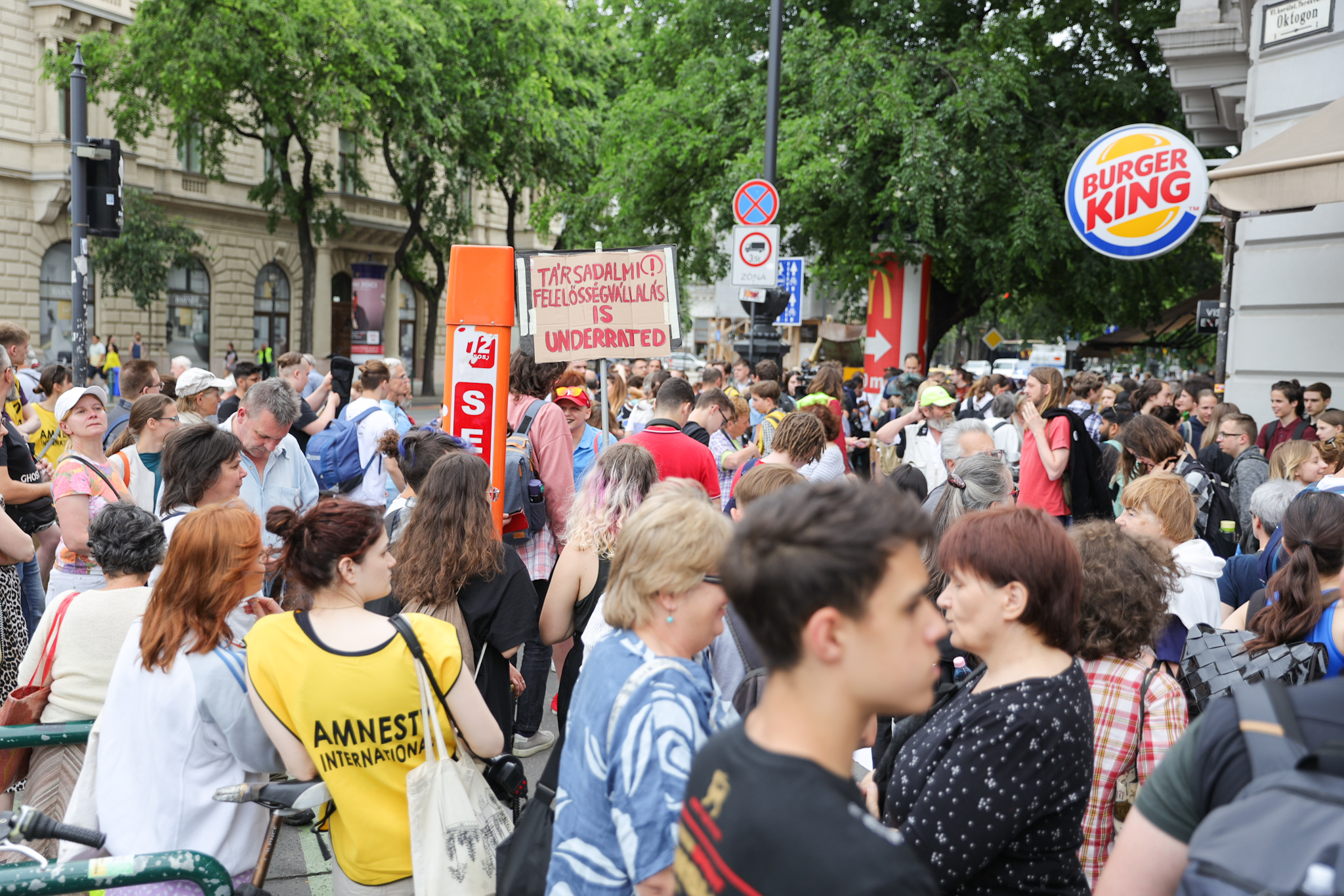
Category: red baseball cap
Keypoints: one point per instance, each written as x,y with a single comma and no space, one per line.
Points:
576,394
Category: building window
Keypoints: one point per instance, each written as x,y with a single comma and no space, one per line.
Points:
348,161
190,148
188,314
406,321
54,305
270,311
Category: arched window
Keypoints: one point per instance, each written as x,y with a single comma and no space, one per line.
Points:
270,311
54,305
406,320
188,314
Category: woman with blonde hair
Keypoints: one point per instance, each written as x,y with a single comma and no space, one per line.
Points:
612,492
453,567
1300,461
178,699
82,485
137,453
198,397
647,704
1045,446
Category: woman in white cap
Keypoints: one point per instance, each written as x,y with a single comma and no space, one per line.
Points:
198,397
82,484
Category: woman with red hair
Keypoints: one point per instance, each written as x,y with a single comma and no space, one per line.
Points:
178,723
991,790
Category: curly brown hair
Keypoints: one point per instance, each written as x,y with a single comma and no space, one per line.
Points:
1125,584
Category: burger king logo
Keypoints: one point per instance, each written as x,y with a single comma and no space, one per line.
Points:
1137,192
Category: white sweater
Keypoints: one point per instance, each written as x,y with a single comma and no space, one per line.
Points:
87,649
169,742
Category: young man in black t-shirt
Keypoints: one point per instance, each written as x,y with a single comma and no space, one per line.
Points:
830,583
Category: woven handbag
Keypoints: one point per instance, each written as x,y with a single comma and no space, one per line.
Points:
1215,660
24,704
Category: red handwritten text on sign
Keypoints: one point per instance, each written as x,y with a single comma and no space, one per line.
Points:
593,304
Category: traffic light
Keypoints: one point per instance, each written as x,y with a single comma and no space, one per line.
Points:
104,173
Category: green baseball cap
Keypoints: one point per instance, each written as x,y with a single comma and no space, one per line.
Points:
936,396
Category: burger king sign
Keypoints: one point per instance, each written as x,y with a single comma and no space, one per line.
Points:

****************************************

* [Given exercise]:
Can you give back every line of the listing above verbatim, leaving out the pictures?

* [Response below]:
Category: red baseball cap
Keypoints: one point per instance, each written as x,y with a single comma and no space, one per line.
Points:
576,394
Category: building window
Keypoints: one point per instance, each written as x,y with a single comma and no space, one per line.
Points:
348,161
190,148
188,314
406,321
54,305
270,311
Category: arched window
Keypoints: one point per instance, each written as x,y with a single comma and no space, one per line.
Points:
270,311
54,305
406,320
188,314
Category: woman with blonde hair
Keypoints: one point per instance, each written as x,y with a single comma and no space, one per line.
Points:
612,492
453,567
1300,461
178,699
82,485
137,453
198,397
647,704
1045,446
Category: woman in white cap
Keypoints: one point per instance, each written as x,y with a single comma and no space, one per line.
Points:
198,397
82,484
Category: woman with red hair
Keypoints: one point per instance, each written as x,y with a single comma and no space, one per line.
Points:
178,723
991,790
Category: curly brown hair
Keypoints: one point per instance, each written as x,y with a single comma and no space, one per line.
Points:
1125,584
Category: burger king logo
Keypoints: one point per instance, each written as x,y with a single comma and no space, one per line.
Points:
1137,192
Category: white sweater
Keypoints: one point per instance, each written as x,y with a single comma and no space, one per line.
Points:
87,649
169,742
Category: young man in black t-shirt
Keypoints: one point per instance, each written as x,y with a single comma and no space, one per line.
Points:
830,583
Category: woven handbag
Keypoints: one point per instance, each written as x,y with a single comma and no space, one per line.
Points:
1215,660
24,704
Category: red handwritten text on sign
Keypoints: one point per instance, each written as x,y with a single comma and no space, one per line.
Points:
593,304
Category: traffic light
Keypoints: one point per instance, each written as x,y with a single comma and no space, one per line.
Points:
104,173
Category: green baseball cap
Keypoints: one point per instance, each written as x,y with a single comma and no space, one per line.
Points:
936,396
Category: burger king sign
Keypoints: one point per instance, each written as x,y with a single comma and no space, one per line.
Points:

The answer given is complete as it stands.